**EXTRACT PROVIDED:**

#####

In this study, we demonstrated that RPPA combining near-infrared (NIR) dyes can be applied to human cumulus cells to measure potential biomarkers of oocyte competence. ERK2 proteins were detectable in individual human cumulus. Moreover, after validation by the siRNA approach in HEK293 cells of the antibodies targeting VCL and SRC, we were able to detect these two proteins of interest with the same sensitivity.
Defining embryo quality with non-invasive methods continues to be the major goal in ART while morphological criteria of early embryo development to predict further development or implantation remain poorly predictive . Various approaches involving transcriptomics, proteomics and metabolomics on the embryo or its cellular or non-cellular environment have been proposed (see  for review). The cumulus cells surrounding the oocyte may be targeted to develop a non-invasive method to investigate the oocyte developmental competence and several studies have already identified biomarkers by transcriptomic analysis . While the proteins remain the final effectors in the cells, no link between the product of these mRNAs (i.e. proteins) and the oocyte competence has been established to date. This is due, in large part, to a lack of technology sensitive enough to analyse specific proteins from the minute amount of cumulus cells available.
Protein microarray-based methods, particularly RPPA, are very sensitive and allow the detection of multiple specific targeted proteins in small quantities of biological material compared to Western blotting. Indeed, WB needs protein from 5 × 105 cells whereas RPPA requires nanoliters of protein lysate (picograms to femtograms of protein) from the equivalent of 200 cells . Compared to mass spectrometry, which may need further identification of the highlighted proteins, RPPA targets only specific proteins. Moreover, mass spectrometry requires heavy and expensive equipment compared to RPPA. RPPA has been successfully applied to biomarker profiling in cancer diseases (see  for review). In this context, we thought that RPPA could be used to evaluate the level of protein expression of specific proteins as biomarkers of oocyte developmental competence in cumulus cells. In order to achieve a proof of concept, we used two potential biomarkers RGS2 [19, 26] and SRC (data not shown) and a housekeeping protein VCL, which was used as a reference protein.
As a first step, we used siRNA targeting the proteins of interest in HEK293 cells as a mean to validate the antibodies for their use in RPPA . The knockdown efficiencies estimated by RPPA were close to those observed by Western blotting for SRC, VCL and GAPDH, thus allowed us to validate these antibodies for RPPA. In contrast, the knockdown efficiencies measured by WB and by RPPA for RGS2 did not allow us to validate this antibody for RPPA, even though no dominant non-specific band was observed for this antibody by WB. This might be explained by the experimental changes between the techniques. Indeed, the interactions between the epitope of the proteins and the paratope of the antibody might be modulated by the physico-chemical conditions such as the temperature, the pH of the buffers or the concentration of the detergent. Furthermore, the protein conformation might modify these interactions. Finally, the antibody targeting RGS2 was designed against a fragment of recombinant RGS2, which might lead to non-specific binding.

#####

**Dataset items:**
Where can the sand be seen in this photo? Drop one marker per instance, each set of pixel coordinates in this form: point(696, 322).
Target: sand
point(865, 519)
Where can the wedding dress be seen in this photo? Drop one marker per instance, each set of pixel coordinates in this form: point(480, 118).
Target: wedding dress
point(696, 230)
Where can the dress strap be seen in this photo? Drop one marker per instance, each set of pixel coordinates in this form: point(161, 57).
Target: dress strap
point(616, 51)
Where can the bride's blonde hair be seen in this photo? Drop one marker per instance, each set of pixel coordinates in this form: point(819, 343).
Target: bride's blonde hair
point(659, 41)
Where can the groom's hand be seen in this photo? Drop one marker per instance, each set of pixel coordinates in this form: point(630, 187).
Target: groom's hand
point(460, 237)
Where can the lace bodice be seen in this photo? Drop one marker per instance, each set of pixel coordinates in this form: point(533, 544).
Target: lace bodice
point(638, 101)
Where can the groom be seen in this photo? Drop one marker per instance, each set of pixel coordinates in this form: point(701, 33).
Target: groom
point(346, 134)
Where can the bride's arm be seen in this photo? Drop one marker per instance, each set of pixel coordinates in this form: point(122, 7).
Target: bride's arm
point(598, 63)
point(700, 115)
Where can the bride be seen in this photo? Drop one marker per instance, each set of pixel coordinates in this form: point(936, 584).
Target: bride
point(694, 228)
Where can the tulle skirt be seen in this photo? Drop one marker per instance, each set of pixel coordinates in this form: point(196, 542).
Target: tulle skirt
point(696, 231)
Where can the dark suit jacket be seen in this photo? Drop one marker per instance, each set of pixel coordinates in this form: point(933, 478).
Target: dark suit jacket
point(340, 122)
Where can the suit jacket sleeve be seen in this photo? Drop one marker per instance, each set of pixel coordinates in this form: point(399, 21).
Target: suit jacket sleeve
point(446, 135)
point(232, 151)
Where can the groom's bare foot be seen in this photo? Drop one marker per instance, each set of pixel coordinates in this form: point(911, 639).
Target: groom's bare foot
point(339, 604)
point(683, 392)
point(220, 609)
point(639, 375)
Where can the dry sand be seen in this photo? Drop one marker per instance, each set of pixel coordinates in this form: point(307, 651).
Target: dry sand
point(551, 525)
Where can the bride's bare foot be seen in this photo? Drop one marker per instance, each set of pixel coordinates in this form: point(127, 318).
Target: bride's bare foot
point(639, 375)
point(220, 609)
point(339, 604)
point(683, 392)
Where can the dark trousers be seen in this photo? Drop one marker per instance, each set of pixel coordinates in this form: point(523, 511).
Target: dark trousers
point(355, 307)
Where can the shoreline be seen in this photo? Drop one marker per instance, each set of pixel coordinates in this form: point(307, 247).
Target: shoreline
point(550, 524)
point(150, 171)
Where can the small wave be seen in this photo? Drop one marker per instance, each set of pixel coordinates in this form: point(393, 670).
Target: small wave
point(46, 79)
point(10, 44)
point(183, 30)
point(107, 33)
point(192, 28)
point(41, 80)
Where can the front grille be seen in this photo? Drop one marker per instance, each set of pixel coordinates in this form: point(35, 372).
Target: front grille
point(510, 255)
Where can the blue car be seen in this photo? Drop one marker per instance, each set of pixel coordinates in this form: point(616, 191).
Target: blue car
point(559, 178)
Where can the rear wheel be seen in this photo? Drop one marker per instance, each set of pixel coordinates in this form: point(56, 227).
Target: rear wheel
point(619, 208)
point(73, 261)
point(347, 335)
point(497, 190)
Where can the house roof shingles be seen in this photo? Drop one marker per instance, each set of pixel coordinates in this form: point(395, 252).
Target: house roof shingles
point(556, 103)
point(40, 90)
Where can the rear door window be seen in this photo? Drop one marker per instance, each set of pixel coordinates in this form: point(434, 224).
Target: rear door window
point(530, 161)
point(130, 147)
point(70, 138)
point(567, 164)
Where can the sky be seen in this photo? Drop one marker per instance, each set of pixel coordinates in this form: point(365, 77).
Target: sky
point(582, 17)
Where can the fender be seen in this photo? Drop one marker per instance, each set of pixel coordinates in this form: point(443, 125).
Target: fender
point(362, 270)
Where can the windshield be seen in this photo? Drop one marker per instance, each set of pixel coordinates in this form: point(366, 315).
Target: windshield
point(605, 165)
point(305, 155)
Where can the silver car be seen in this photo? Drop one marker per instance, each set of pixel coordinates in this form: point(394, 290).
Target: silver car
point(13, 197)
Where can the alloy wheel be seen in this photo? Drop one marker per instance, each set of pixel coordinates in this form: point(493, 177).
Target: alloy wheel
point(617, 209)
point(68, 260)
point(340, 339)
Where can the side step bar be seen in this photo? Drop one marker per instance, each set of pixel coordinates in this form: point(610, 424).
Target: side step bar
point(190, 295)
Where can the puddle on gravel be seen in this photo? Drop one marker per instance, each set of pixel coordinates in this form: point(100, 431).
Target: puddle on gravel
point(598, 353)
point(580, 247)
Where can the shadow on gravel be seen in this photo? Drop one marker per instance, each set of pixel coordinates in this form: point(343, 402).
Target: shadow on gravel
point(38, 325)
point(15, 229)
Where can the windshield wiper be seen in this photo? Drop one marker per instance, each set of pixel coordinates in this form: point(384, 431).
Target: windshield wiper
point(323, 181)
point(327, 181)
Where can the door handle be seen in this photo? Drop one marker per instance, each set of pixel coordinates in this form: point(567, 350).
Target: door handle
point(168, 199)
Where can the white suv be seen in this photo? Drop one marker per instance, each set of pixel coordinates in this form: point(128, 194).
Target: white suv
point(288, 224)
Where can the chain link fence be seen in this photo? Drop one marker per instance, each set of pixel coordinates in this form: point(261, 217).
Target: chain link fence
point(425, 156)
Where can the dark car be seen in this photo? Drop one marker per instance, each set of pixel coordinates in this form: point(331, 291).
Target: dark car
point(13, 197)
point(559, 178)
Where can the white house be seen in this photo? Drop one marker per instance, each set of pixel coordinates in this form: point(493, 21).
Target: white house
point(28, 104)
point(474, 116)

#####

**QUESTIONS TO ANSWER:**
a: In the study discussion, which protein served as the reference protein?
b: Rewrite the part of the study discussion that begins at the words "In this study, we" and stops after "the same sensitivity.", changing "siRNA approach" to "RNA interference approach".
c: Write the next paragraph of the study discussion, continuing after its last sentence.

**TASK RESPONSES:**
a: VCL, a housekeeping protein, was used as the reference protein.

b:
In this study, we demonstrated that RPPA combining near-infrared (NIR) dyes can be applied to human cumulus cells to measure potential biomarkers of oocyte competence. ERK2 proteins were detectable in individual human cumulus. Moreover, after validation by the RNA interference approach in HEK293 cells of the antibodies targeting VCL and SRC, we were able to detect these two proteins of interest with the same sensitivity.

c:
RPPA sensitivity was assessed on pooled then individual human CCs using the validated antibodies. The study by Dupuy et al. showed that RPPA combined with amplified NIR dyes allow the detection of phosphorylated proteins in less than 1 ng of total cell extract. Moreover, using NIR dyes allowed them to detect ERK2 protein in the equivalent of two HEK293 cells printed per spot. This work showed the extreme sensitivity of the techniques that could be applied to the research on a small amount of biological sample such as cumulus cells. In line with this work, we showed that ERK2 protein can be detected for a dilution corresponding to less than one cell of an individual human cumulus printed per spot. Furthermore, VCL and SRC proteins were detected with the same range of sensitivity.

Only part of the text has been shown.